> Short problem: Extract every line of the listing below and reproduce each one without alteration.

-- Start Supplied data --

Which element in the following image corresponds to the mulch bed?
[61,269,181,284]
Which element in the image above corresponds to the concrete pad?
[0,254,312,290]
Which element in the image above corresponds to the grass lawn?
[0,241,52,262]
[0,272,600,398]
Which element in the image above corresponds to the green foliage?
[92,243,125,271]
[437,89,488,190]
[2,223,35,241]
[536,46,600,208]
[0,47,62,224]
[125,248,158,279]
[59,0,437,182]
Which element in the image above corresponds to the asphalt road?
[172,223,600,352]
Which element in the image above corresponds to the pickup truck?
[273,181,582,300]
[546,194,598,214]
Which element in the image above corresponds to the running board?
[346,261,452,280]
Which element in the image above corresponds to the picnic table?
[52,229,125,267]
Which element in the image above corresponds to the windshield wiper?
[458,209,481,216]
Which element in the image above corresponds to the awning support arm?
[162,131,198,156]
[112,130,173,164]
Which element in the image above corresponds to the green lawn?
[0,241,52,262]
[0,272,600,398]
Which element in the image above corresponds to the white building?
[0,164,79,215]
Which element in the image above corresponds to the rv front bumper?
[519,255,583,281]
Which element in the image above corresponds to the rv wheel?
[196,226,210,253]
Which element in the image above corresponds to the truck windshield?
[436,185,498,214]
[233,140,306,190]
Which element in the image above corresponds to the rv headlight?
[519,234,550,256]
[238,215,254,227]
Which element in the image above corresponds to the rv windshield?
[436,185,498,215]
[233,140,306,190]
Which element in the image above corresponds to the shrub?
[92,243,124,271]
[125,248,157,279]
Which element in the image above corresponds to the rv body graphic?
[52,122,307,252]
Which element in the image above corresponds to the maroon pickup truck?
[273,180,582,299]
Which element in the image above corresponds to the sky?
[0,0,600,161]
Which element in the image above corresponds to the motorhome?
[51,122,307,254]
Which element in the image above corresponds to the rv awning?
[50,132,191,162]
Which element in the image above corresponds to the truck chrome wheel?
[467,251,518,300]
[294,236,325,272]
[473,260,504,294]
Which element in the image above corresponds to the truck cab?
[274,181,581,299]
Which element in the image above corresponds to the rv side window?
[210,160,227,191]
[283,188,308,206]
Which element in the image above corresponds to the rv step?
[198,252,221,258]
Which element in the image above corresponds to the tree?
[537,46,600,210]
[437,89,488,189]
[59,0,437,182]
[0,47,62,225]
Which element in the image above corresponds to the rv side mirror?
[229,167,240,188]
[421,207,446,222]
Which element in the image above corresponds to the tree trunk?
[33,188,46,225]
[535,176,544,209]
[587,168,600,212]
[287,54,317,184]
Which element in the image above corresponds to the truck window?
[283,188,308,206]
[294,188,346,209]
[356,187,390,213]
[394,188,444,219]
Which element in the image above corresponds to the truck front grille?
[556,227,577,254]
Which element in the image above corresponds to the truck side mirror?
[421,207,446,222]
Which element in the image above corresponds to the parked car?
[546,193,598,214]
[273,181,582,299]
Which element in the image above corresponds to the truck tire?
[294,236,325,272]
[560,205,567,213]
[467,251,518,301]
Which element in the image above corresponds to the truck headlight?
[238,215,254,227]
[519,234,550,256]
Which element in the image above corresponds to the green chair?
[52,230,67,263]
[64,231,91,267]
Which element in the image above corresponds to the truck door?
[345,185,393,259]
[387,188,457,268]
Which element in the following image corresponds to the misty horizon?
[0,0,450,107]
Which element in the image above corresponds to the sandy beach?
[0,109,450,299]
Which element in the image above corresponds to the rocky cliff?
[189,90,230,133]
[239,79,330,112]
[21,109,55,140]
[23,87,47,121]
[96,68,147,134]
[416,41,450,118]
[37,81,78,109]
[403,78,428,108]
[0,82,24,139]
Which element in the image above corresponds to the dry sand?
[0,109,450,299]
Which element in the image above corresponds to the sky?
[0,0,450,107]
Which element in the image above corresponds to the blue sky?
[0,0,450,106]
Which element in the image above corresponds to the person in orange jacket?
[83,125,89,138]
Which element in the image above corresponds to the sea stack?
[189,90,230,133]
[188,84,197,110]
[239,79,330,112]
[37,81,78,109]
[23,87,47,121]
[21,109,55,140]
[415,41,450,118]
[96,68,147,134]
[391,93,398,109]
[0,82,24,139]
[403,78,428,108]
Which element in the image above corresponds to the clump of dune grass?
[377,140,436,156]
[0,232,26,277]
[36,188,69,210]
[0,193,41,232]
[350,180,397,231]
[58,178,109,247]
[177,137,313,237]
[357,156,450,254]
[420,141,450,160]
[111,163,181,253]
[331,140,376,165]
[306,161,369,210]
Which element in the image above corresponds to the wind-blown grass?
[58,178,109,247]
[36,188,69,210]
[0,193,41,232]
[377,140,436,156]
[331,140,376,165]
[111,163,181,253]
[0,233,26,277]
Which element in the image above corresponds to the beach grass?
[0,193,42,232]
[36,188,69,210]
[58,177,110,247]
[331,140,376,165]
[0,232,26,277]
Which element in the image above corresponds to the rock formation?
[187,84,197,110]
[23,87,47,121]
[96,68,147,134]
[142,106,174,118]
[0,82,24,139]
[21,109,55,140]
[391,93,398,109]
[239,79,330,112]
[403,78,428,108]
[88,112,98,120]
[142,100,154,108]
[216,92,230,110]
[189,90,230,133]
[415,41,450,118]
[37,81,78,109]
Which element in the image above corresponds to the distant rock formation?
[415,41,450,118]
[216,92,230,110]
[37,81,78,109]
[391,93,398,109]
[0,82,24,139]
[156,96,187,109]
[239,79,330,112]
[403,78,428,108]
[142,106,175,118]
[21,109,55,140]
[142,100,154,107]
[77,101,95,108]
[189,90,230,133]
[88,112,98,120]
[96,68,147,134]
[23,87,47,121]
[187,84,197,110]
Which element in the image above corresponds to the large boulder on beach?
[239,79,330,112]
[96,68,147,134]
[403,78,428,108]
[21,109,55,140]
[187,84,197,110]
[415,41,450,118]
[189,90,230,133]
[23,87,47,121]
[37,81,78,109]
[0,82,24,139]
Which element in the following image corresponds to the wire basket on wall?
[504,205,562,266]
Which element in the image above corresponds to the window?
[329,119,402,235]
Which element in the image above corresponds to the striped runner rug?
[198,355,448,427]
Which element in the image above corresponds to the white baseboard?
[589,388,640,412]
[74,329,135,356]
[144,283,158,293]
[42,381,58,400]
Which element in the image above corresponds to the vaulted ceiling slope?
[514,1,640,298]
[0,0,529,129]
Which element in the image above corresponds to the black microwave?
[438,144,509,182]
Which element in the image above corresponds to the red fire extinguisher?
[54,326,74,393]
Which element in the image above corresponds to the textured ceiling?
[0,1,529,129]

-- End Supplied data --

> Answer for the task:
Which element in the following image corresponds to the mulch bed?
[61,269,181,284]
Which element in the image above corresponds to the concrete pad?
[0,254,312,290]
Which element in the image above corresponds to the grass lawn?
[0,241,52,262]
[0,272,600,398]
Which element in the image above corresponds to the green foliage?
[92,243,125,271]
[437,89,488,190]
[2,223,35,241]
[536,46,600,208]
[0,47,62,224]
[125,248,158,279]
[59,0,437,182]
Which element in the image above corresponds to the asphalt road?
[172,223,600,352]
Which element in the image above corresponds to the pickup truck?
[273,181,582,300]
[546,194,598,214]
Which element in the image above corresponds to the running board?
[346,261,452,280]
Which element in the image above corresponds to the picnic table?
[52,229,125,267]
Which element in the image above corresponds to the windshield wiper?
[458,209,481,216]
Which element in the image above corresponds to the awning support arm?
[162,131,198,156]
[112,130,173,164]
Which element in the image above corresponds to the green lawn?
[0,241,52,262]
[0,272,600,398]
Which element in the image above corresponds to the white building?
[0,164,79,215]
Which element in the image above corresponds to the rv front bumper?
[519,255,583,281]
Which element in the image above corresponds to the rv wheel?
[196,226,210,253]
Which element in the image above corresponds to the truck windshield?
[436,185,498,214]
[233,140,306,190]
Which element in the image above corresponds to the rv headlight?
[519,234,550,256]
[238,215,254,227]
Which element in the image above corresponds to the rv windshield?
[436,185,498,215]
[233,140,306,190]
Which element in the image above corresponds to the shrub?
[92,243,124,271]
[125,248,157,279]
Which element in the image above corresponds to the rv body graphic?
[52,122,307,252]
Which element in the image above corresponds to the maroon pickup truck?
[273,180,582,299]
Which element in the image above corresponds to the sky?
[0,0,600,161]
Which element in the image above corresponds to the motorhome?
[51,122,307,254]
Which element in the image above corresponds to the rv awning?
[50,132,191,162]
Which element in the image above corresponds to the truck chrome wheel?
[467,251,518,300]
[294,236,325,272]
[473,260,504,294]
Which element in the image above corresponds to the truck cab?
[274,181,581,299]
Which element in the image above corresponds to the rv side window?
[210,160,227,191]
[283,188,308,206]
Which element in the image above corresponds to the rv step?
[198,252,221,258]
Which element in the image above corresponds to the tree?
[537,46,600,210]
[437,89,488,189]
[59,0,437,182]
[0,47,62,225]
Which element in the image above corresponds to the rv side mirror?
[229,167,240,188]
[421,207,446,222]
Which element in the image above corresponds to the tree trunk?
[33,188,46,225]
[535,176,544,209]
[587,168,600,212]
[287,54,317,184]
Which element in the image above corresponds to the truck window?
[283,188,308,206]
[294,188,346,209]
[356,187,390,213]
[394,188,444,219]
Which element in the image above corresponds to the truck front grille?
[556,227,577,254]
Which element in the image above corresponds to the truck side mirror?
[421,207,446,222]
Which element in the image above corresponds to the parked car?
[546,193,598,214]
[273,181,582,299]
Which element in the image above corresponds to the truck tire?
[294,236,325,272]
[560,205,567,213]
[467,251,518,301]
Which element in the image above corresponds to the truck headlight?
[238,215,254,227]
[519,234,550,256]
Which element in the image above corresponds to the green chair?
[52,230,67,263]
[64,231,91,267]
Which element in the image above corresponds to the truck door?
[345,185,393,259]
[387,188,457,268]
Which element in the following image corresponds to the misty horizon?
[0,0,450,107]
Which element in the image above corresponds to the sandy beach?
[0,109,450,299]
Which element in the image above corresponds to the rocky cliff?
[189,90,230,133]
[239,79,330,112]
[21,109,55,140]
[23,87,47,121]
[96,68,147,134]
[416,41,450,118]
[37,81,78,109]
[403,78,428,108]
[0,82,24,139]
Which element in the image above corresponds to the dry sand?
[0,109,450,299]
Which element in the image above corresponds to the sky?
[0,0,450,107]
Which element in the image above corresponds to the blue sky?
[0,0,450,106]
Which element in the image above corresponds to the person in orange jacket?
[83,125,89,138]
Which element in the image above corresponds to the sea stack?
[189,90,230,133]
[188,84,197,110]
[239,79,330,112]
[37,81,78,109]
[23,87,47,121]
[21,109,55,140]
[415,41,450,118]
[96,68,147,134]
[391,93,398,109]
[0,82,24,139]
[403,78,428,108]
Which element in the image above corresponds to the clump of dune grass?
[377,140,436,156]
[0,232,26,277]
[36,188,69,210]
[0,193,41,232]
[350,180,397,231]
[58,178,109,247]
[177,137,313,237]
[357,156,450,254]
[420,141,450,160]
[111,163,181,253]
[331,140,376,165]
[306,161,369,210]
Which element in the image above corresponds to the wind-blown grass?
[58,178,109,247]
[36,188,69,210]
[0,193,41,232]
[377,140,436,156]
[331,140,376,165]
[111,163,181,253]
[0,233,26,277]
Which element in the image above corresponds to the beach grass?
[0,193,42,232]
[36,188,69,210]
[58,177,110,247]
[331,140,376,165]
[0,232,26,277]
Which element in the image above corresponds to the rock formation?
[187,84,197,110]
[23,87,47,121]
[96,68,147,134]
[142,106,174,118]
[0,82,24,139]
[21,109,55,140]
[391,93,398,109]
[239,79,330,112]
[403,78,428,108]
[88,112,98,120]
[142,100,154,108]
[216,92,230,110]
[189,90,230,133]
[415,41,450,118]
[37,81,78,109]
Which element in the image above corresponds to the distant rock formation?
[415,41,450,118]
[216,92,230,110]
[37,81,78,109]
[391,93,398,109]
[0,82,24,139]
[156,96,187,109]
[239,79,330,112]
[403,78,428,108]
[142,106,175,118]
[21,109,55,140]
[142,100,154,107]
[77,101,95,108]
[189,90,230,133]
[88,112,98,120]
[96,68,147,134]
[23,87,47,121]
[187,84,197,110]
Which element in the image above corresponds to the large boulder on beach?
[239,79,330,112]
[96,68,147,134]
[403,78,428,108]
[21,109,55,140]
[187,84,197,110]
[415,41,450,118]
[189,90,230,133]
[23,87,47,121]
[37,81,78,109]
[0,82,24,139]
Which element in the following image corresponds to the wire basket on wall?
[504,205,562,266]
Which element in the image above corresponds to the window?
[329,119,402,235]
Which element in the image above corresponds to the striped runner rug?
[198,355,448,427]
Which element in the image above corresponds to the white baseboard?
[589,388,640,412]
[74,329,135,356]
[144,283,158,293]
[42,381,58,400]
Which element in the image above corresponds to the vaulted ceiling slope?
[514,1,640,298]
[0,0,529,129]
Which element in the image above corresponds to the black microwave?
[438,144,509,182]
Which element in the image above corresponds to the red fire extinguisher?
[54,326,74,393]
Which element in the image above corresponds to the textured ceiling?
[0,1,529,129]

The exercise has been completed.